# Reference Bible Choice



## Osage Bluestem (Oct 19, 2009)

Hi. I have the oppourtunity to get my first really well made bible this year, and I plan to take it. 

I have always wanted a Thompson Chain Reference, hand size, leather, thumb index....etc and had pretty much decided to get one. However, I looked at some Cambridge bibles recently and thought they were pretty nice as well. They feel good in your hand and smell nice as well.

Here is my question, what is the difference between the cambridge center column reference and the thompson chain reference? Which reference system is more useful? If you were going to spend the money for one really good bible to use as your primary which would you go with? Thompson from Kirkbride in black leather or Cambridge center column in calf or goat skin? 

I already have good study bibles, I am looking for a good reference bible not a study bible with biased notes. I want a good reference bible but I want a good quality bible as well for use as my primary reading bible that I take with me, something durable and reliable that I can use in every situation and mark up for years to come.


Thoughts?


----------



## Backwoods Presbyterian (Oct 19, 2009)

I love my Thomson-Chain NKJV. It is an extremely durable bible and it has been a wonderful tool.


----------



## Osage Bluestem (Oct 19, 2009)

Backwoods Presbyterian said:


> I love my Thomson-Chain NKJV. It is an extremely durable bible and it has been a wonderful tool.



Is it easy to master? I have always wanted one, but it does look a bit confusing. I have looked through my grandfather's old one at his house and the ones at the book stores but I'm still not exactly clear on how to use it properly.

#### [Challenges]
A – Repeat the thread on choosing a reference Bible word for word, everything from "Hi. I have the" down to "or goat skin?".
B – Carry on the thread about choosing a reference Bible, starting right after its last post.

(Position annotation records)
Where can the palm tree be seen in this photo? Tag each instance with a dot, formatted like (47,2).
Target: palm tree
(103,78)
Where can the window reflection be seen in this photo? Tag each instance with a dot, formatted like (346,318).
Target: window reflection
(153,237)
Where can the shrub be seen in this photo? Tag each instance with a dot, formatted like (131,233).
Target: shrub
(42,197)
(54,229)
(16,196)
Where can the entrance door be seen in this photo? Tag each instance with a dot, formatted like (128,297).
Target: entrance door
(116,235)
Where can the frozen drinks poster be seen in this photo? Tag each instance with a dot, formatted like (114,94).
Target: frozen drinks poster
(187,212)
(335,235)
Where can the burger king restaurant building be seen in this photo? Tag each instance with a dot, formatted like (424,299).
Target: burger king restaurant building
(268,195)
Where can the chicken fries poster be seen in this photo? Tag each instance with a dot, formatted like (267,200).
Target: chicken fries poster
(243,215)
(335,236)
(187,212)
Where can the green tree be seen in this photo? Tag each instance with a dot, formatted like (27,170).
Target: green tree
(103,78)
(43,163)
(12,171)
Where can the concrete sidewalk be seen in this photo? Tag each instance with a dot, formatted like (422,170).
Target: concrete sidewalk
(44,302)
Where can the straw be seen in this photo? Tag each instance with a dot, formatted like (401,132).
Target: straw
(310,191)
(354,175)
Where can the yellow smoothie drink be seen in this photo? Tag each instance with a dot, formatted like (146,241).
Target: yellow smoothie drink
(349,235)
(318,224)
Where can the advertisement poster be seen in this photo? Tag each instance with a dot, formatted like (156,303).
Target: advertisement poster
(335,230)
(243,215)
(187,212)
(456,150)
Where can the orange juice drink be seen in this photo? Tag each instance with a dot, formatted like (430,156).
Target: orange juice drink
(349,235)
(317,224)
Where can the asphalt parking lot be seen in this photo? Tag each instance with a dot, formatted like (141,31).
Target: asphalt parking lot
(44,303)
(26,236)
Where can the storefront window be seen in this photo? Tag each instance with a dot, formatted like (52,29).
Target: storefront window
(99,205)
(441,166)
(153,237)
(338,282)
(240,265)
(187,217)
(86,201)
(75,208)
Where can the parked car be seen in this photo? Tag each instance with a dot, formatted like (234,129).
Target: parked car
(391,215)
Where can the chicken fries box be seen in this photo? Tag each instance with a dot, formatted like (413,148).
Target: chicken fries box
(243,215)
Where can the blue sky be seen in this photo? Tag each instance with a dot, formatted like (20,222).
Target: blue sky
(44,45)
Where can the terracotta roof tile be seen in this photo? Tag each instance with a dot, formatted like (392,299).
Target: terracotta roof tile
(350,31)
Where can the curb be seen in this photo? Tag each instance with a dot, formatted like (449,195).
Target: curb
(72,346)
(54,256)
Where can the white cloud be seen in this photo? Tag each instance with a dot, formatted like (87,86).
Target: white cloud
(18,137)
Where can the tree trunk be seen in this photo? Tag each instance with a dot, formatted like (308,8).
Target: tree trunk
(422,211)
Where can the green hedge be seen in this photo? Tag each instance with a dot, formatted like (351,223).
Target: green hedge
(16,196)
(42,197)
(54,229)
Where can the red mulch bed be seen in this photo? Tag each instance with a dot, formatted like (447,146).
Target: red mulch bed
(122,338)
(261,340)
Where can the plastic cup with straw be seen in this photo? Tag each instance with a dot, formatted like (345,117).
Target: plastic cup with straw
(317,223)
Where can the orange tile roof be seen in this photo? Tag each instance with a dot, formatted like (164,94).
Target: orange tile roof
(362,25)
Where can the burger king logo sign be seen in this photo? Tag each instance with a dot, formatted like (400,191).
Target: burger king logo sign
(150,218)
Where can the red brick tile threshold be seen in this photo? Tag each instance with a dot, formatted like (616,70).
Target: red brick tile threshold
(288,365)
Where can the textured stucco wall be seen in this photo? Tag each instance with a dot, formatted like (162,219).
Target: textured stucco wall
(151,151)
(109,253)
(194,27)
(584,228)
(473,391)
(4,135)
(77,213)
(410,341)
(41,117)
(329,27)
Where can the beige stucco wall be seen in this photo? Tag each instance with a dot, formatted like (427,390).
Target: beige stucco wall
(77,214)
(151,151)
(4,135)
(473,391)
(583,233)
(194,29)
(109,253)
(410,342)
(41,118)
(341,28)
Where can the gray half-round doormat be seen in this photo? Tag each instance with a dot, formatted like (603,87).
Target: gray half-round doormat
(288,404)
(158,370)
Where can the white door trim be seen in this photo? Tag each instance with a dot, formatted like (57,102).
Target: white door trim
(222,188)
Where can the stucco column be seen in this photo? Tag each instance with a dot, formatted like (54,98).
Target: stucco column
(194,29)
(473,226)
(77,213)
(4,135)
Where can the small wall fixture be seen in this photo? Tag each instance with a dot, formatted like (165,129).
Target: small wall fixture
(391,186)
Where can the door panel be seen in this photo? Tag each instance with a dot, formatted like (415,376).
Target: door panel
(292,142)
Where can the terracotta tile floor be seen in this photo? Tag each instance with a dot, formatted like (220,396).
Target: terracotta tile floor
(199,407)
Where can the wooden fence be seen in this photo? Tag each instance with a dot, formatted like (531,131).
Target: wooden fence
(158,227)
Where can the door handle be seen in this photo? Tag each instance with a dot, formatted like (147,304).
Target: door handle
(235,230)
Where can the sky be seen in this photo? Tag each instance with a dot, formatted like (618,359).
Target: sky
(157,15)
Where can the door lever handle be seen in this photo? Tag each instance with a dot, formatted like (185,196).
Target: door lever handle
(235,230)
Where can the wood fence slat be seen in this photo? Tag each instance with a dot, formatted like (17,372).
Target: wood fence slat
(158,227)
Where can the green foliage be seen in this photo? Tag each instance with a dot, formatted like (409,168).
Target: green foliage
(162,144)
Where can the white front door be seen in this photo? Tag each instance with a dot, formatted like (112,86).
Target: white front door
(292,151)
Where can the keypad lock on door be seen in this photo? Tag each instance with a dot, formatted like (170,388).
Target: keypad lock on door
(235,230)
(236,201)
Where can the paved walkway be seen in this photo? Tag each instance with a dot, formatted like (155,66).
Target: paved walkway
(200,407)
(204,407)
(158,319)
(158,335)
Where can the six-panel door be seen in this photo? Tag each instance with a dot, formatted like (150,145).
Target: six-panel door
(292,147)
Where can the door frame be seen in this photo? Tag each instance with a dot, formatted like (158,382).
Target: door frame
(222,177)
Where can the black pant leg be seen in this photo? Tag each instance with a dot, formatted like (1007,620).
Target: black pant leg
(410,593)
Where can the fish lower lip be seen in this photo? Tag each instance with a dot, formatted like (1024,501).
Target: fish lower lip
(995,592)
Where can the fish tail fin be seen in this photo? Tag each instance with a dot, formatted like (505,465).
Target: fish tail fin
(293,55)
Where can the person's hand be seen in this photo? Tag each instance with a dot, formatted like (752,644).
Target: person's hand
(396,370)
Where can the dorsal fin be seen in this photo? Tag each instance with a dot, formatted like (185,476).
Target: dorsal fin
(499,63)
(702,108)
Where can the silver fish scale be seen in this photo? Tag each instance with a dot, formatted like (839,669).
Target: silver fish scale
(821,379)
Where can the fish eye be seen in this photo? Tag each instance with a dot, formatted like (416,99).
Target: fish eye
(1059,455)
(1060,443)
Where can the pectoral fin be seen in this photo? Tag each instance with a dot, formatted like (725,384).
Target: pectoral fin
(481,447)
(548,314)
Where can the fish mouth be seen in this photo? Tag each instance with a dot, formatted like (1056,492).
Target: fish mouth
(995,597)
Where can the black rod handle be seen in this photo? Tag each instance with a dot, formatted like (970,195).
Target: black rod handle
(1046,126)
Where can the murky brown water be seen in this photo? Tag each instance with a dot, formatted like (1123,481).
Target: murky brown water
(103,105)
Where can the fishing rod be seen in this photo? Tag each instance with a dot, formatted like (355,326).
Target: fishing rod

#### [Expected responses]
A –
Hi. I have the oppourtunity to get my first really well made bible this year, and I plan to take it. 

I have always wanted a Thompson Chain Reference, hand size, leather, thumb index....etc and had pretty much decided to get one. However, I looked at some Cambridge bibles recently and thought they were pretty nice as well. They feel good in your hand and smell nice as well.

Here is my question, what is the difference between the cambridge center column reference and the thompson chain reference? Which reference system is more useful? If you were going to spend the money for one really good bible to use as your primary which would you go with? Thompson from Kirkbride in black leather or Cambridge center column in calf or goat skin?

B –
Do you think the reference provided by thompson is more useful than the cambridge center column?


----------



## Grillsy (Oct 19, 2009)

Have you tried Scofield's reference bi...oh wait.


----------



## Peairtach (Oct 19, 2009)

A lot of people round the PB are recommending the ESV Study Bible, and I aim to check it out, DV.

I have the Thompson KJV, which I don't use alot, but I should take it off the shelf.

The Thompson Chain Reference Bible Store - TheStudyBible.com

I have the Newberry KJV Interlinear Englishman's Bible which brings out the nuances of the text. I use it quite abit.

Thomas Newberry - Wikipedia, the free encyclopedia

http://www.newblehome.co.uk/newberry/penfold.html

You can get this and some other Bibles with a wide margin or inter-leaved with blanks that you can scribble your wisdom on.

I have the NIV "Pocket" Study Bible -the notes are very good.

I have the New Open NKJV Bible - good notes.

The Alfred Marshall Interlinear New Testament.

The Archaeology Study Bible, NIV, Zondervan - good for archaeology.

How God has blessed us - some more than others - with the richness and riches of His Word at this point in history especially!

We truly are a blessed people, that know the joyful sound of the Lord's Salvation!


----------



## David (Oct 19, 2009)

If you were wondering what the two Bibles look like, ChristianBook.com has scanned previews for practically all the ones they stock. I found it extremely handy in finding a King James Version that had section headings, like modern translations do, so it might help you decide which Bible to go for.

Amazon also includes previews, but not for every book or every edition of a book, making it pretty hit and miss.


----------



## DMcFadden (Oct 19, 2009)

If you want a PREMIER Bible, R.L. Allan makes the best Bible I know of in the English language.

Currently, there is a sale on with certain models.

*1. The Allan King James Longprimer in Black French Morocco. $140.00 $99.00*
An excellent value. Durable French Morocco Leather-which will become more pliable-with all of the craftsmanship of the highland goatskin Bibles. This has become one of our favorite Bibles because of its craftsmanship and affordability. French Morocco has encased Sacred Scripture for centuries and is an extremely durable binding.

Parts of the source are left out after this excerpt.